For angles of projection of a projectile at angles $$\left( {{{45}^ \circ } - \theta } \right)$$   and $$\left( {{{45}^ \circ } + \theta } \right),$$   the horizontal ranges described by the projectile are in the ratio of

Solution :
We know that, horizontal ranges for complementary angles of projection will be same. The projectiles are projected at angles $$\left( {{{45}^ \circ } - \theta } \right)$$  and $$\left( {{{45}^ \circ } + \theta } \right)$$  which are complementary to each other i.e. two angles add up to give $${90^ \circ }.$$ Hence, horizontal ranges will be equal. Thus, the required ratio is $$1:1.$$
Alternative
Horizontal range of projectile $$R = \frac{{{u^2}\sin 2\alpha }}{g}$$
$$\eqalign{ & {\text{For}}\,\,\alpha = \left( {{{45}^ \circ } - \theta } \right) \cr & {R_1} = \frac{{{u^2}\sin 2\left( {{{45}^ \circ } - \theta } \right)}}{g} \cr & = \frac{{{u^2}\sin \left( {{{90}^ \circ } - 2\theta } \right)}}{g} \cr & = \frac{{{u^2}\cos 2\theta }}{g} \cr & {\text{For}}\,\,\alpha = \left( {{{45}^ \circ } + \theta } \right), \cr & {R_2} = \frac{{{u^2}\sin 2\left( {{{45}^ \circ } + \theta } \right)}}{g} \cr & = \frac{{{u^2}\sin \left( {{{90}^ \circ } + \theta } \right)}}{g} \cr & = \frac{{{u^2}\cos 2\theta }}{g} \cr & {\text{Hence,}}\,\frac{{{R_1}}}{{{R_2}}} = \frac{1}{1} \cr & {\text{or}}\,{R_1}:{R_2} = 1:1 \cr} $$

Set task 1
Rewrite the records from their first line through and including the line containing "x=382 y=125", requests included, with every coordinate value in the answers shifted by -86. Give those lines and nothing beyond them.

(Stored data entries)
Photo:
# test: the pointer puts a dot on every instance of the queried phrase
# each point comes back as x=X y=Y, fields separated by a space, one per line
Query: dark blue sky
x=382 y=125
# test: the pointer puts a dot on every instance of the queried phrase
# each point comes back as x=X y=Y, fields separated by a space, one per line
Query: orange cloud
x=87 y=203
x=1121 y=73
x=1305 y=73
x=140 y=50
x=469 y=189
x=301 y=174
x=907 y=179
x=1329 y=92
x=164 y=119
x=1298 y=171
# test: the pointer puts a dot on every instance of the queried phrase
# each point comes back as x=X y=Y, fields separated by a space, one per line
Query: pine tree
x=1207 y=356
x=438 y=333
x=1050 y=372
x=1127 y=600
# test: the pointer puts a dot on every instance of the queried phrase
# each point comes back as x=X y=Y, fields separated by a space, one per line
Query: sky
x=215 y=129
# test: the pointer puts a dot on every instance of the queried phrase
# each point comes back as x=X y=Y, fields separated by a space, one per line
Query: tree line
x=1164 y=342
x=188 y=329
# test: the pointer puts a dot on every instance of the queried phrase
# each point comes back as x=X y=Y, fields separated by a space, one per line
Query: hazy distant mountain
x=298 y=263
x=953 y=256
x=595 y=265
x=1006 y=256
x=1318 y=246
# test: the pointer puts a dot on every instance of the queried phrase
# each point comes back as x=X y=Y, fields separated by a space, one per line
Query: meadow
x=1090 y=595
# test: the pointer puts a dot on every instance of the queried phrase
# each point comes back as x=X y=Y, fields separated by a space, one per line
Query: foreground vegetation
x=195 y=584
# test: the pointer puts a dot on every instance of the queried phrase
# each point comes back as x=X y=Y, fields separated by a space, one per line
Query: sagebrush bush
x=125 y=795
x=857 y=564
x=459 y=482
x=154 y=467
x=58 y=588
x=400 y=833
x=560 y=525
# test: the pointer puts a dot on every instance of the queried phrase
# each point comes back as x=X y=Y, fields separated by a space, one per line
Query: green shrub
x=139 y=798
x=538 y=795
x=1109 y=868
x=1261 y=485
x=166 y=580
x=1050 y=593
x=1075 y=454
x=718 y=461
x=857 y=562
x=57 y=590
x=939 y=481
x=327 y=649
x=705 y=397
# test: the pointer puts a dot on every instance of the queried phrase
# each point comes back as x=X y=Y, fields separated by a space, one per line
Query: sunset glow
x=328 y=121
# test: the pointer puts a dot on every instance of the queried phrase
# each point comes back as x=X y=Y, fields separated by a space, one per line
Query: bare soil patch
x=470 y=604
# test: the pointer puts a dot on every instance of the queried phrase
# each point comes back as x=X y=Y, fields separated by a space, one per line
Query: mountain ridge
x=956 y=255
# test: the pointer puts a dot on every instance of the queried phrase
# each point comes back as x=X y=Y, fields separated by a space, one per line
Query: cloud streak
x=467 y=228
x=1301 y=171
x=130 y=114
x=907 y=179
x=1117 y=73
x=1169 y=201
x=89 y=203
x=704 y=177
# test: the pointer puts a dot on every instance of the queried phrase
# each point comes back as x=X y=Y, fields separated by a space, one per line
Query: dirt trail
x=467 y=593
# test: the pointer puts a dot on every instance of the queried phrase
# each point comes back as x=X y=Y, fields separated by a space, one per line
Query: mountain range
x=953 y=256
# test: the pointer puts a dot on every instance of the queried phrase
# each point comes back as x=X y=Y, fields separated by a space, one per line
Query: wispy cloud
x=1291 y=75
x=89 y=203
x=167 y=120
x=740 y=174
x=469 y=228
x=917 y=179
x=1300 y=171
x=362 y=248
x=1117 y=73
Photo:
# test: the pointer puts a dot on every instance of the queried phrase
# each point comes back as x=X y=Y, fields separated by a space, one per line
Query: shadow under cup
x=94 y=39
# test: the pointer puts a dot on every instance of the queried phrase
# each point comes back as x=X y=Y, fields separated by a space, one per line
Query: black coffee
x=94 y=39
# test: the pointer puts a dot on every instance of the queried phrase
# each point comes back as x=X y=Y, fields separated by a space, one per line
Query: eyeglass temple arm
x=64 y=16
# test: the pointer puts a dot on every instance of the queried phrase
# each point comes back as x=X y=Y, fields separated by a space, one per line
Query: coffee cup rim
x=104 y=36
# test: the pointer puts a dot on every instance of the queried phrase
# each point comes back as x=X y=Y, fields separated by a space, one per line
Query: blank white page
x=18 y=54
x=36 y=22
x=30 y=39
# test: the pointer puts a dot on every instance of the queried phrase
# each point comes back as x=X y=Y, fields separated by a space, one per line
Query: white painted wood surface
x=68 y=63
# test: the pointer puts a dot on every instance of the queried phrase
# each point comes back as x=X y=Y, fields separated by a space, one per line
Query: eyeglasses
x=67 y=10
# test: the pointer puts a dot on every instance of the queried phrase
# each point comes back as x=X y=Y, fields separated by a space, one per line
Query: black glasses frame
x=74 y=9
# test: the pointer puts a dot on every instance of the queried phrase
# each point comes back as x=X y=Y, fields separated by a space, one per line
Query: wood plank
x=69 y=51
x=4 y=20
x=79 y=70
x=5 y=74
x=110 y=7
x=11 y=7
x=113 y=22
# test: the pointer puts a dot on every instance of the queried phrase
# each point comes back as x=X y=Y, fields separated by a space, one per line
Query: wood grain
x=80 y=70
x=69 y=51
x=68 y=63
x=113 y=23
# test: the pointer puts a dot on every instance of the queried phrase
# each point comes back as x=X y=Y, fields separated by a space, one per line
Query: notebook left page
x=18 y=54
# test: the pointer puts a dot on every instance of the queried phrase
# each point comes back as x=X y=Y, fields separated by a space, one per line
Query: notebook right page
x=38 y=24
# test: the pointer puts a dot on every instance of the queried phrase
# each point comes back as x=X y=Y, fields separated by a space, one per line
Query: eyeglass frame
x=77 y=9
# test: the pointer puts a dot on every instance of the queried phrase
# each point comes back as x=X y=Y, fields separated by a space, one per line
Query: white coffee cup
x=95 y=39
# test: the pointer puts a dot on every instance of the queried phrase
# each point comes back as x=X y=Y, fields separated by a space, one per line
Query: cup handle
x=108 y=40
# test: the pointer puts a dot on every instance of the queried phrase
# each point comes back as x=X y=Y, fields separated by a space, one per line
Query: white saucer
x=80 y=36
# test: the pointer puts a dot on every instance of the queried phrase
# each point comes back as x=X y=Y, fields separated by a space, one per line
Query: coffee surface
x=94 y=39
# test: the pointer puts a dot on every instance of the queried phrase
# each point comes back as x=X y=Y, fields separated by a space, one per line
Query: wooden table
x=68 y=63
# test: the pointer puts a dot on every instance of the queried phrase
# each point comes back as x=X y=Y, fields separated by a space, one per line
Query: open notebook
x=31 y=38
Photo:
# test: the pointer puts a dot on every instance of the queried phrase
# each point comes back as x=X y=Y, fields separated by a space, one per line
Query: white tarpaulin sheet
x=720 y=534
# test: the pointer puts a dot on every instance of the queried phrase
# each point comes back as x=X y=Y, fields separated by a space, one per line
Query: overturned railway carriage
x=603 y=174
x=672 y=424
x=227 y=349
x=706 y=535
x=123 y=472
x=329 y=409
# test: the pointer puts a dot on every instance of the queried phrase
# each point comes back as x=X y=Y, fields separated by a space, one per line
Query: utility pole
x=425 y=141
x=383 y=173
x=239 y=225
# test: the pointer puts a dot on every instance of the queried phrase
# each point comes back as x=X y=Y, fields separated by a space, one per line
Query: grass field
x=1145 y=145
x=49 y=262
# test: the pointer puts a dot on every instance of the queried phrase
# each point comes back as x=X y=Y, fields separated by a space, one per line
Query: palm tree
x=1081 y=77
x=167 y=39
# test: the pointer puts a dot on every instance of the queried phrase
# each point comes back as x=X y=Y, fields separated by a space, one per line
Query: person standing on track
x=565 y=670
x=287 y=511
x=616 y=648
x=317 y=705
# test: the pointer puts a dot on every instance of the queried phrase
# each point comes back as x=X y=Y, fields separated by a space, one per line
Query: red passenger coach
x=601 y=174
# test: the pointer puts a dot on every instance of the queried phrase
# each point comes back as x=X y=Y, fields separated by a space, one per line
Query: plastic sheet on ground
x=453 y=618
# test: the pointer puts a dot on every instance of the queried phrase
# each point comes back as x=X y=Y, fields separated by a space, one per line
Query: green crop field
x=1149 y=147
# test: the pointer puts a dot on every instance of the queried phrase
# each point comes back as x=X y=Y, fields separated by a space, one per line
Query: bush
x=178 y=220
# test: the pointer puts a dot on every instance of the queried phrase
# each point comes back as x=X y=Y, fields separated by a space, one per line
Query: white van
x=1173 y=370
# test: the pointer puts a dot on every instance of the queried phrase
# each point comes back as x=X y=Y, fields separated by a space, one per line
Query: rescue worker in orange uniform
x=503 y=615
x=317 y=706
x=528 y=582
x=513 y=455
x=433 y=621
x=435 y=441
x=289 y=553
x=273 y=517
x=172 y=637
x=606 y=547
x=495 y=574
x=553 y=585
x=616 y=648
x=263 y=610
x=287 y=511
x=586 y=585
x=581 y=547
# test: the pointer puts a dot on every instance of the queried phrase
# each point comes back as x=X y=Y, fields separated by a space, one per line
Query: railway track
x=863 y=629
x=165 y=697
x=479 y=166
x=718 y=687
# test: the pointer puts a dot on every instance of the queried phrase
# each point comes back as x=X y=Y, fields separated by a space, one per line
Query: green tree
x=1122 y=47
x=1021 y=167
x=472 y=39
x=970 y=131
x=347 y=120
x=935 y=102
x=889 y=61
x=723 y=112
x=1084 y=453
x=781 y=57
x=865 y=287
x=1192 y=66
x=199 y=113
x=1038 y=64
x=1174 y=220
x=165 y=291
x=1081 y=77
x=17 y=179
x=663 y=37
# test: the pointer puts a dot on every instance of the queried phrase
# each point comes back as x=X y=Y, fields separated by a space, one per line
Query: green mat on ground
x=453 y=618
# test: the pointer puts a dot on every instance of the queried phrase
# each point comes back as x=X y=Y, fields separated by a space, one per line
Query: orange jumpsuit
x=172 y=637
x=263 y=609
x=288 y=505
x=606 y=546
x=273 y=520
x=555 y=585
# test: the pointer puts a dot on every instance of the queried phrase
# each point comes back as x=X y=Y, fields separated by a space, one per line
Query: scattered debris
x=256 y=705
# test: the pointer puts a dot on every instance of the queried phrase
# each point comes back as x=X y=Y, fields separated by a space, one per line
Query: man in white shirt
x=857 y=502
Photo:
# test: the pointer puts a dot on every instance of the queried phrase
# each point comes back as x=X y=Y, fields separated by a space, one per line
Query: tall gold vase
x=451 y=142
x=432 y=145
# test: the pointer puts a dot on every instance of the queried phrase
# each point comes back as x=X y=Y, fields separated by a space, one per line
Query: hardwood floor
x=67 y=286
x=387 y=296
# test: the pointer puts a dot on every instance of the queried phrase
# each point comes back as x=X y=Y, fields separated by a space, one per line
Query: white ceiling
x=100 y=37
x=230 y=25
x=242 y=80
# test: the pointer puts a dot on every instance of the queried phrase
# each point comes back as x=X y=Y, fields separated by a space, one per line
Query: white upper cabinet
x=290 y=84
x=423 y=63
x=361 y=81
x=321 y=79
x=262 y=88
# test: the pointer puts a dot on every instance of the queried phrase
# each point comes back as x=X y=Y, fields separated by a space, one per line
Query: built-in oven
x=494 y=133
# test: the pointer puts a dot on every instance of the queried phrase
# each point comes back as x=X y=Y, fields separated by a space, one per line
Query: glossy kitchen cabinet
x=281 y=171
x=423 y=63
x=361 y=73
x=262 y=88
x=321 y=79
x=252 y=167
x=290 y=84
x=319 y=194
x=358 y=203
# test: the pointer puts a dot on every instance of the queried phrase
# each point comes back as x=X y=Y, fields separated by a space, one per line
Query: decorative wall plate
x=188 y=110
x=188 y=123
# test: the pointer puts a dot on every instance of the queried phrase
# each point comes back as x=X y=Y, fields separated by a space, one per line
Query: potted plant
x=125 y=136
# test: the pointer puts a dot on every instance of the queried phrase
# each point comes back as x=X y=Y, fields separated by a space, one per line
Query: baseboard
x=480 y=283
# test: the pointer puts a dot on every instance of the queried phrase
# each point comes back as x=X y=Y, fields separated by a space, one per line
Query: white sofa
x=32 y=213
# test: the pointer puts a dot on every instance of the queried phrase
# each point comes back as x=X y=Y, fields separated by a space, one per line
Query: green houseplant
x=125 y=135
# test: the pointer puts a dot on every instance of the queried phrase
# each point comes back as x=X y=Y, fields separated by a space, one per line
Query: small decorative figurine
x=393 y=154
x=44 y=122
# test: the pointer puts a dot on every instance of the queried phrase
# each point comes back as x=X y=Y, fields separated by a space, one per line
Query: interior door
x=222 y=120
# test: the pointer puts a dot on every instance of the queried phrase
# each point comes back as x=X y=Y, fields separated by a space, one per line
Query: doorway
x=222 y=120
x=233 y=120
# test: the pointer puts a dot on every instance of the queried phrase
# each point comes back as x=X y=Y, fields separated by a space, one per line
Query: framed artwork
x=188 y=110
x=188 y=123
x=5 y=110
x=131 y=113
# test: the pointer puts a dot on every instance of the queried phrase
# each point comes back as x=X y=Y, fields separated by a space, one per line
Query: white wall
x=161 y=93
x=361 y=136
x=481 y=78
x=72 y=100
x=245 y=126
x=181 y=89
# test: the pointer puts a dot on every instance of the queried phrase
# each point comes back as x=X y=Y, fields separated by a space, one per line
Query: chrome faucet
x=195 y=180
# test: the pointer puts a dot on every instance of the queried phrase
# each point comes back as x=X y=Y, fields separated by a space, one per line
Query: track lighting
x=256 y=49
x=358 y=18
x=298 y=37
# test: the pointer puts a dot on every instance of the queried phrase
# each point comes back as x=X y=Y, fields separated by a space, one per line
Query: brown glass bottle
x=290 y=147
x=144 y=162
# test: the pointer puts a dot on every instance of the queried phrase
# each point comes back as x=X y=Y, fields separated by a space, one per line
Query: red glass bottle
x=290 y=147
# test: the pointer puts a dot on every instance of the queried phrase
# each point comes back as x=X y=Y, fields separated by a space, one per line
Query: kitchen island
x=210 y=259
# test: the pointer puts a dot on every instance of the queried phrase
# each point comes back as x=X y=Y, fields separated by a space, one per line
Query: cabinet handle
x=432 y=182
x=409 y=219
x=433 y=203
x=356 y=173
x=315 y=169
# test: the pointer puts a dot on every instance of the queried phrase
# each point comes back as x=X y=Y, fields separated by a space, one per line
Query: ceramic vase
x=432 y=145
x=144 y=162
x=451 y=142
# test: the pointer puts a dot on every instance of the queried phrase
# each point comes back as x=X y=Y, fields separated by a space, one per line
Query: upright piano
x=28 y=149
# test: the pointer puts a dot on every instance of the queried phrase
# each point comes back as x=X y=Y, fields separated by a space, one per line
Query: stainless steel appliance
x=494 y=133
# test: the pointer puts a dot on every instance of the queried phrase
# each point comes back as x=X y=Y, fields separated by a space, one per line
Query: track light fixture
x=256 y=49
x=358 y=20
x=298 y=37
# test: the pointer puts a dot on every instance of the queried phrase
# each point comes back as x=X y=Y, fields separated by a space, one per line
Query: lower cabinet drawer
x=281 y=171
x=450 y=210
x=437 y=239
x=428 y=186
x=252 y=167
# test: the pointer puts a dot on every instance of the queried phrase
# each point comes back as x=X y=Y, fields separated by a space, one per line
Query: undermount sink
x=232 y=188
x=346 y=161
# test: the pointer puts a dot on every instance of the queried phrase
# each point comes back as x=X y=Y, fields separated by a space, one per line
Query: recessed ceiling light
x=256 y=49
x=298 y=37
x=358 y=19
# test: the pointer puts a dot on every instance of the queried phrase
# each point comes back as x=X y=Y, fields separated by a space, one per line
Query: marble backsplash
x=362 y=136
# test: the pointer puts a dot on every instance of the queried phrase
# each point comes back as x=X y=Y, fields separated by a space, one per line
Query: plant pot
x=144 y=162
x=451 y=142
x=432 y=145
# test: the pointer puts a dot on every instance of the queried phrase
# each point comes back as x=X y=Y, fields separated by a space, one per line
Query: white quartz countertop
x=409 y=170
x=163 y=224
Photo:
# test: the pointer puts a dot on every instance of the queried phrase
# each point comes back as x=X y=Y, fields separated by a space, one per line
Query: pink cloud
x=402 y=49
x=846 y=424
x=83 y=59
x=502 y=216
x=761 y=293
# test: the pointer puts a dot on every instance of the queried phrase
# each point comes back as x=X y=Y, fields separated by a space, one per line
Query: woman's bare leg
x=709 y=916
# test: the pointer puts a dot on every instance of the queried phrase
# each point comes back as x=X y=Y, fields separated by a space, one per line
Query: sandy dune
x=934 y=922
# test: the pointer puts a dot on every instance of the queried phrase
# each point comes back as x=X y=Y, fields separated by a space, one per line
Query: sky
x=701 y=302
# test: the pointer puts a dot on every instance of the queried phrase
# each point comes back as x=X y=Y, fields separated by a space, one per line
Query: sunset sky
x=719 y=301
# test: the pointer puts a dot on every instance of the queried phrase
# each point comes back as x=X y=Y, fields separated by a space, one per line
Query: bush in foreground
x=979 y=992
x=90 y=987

Set task 2
How would you summarize the projectile range problem in two sentences?

Expected answer 1
Photo:
# test: the pointer puts a dot on every instance of the queried phrase
# each point comes back as x=X y=Y, fields separated by a space, one per line
Query: dark blue sky
x=296 y=39

Expected answer 2
The problem asks for the ratio of the horizontal ranges of a projectile launched at angles of 45° − θ and 45° + θ. Because these angles are complementary and add up to 90°, the ranges are equal and the ratio is 1:1, a result the alternative method also reaches with the range formula R = u² sin 2α / g.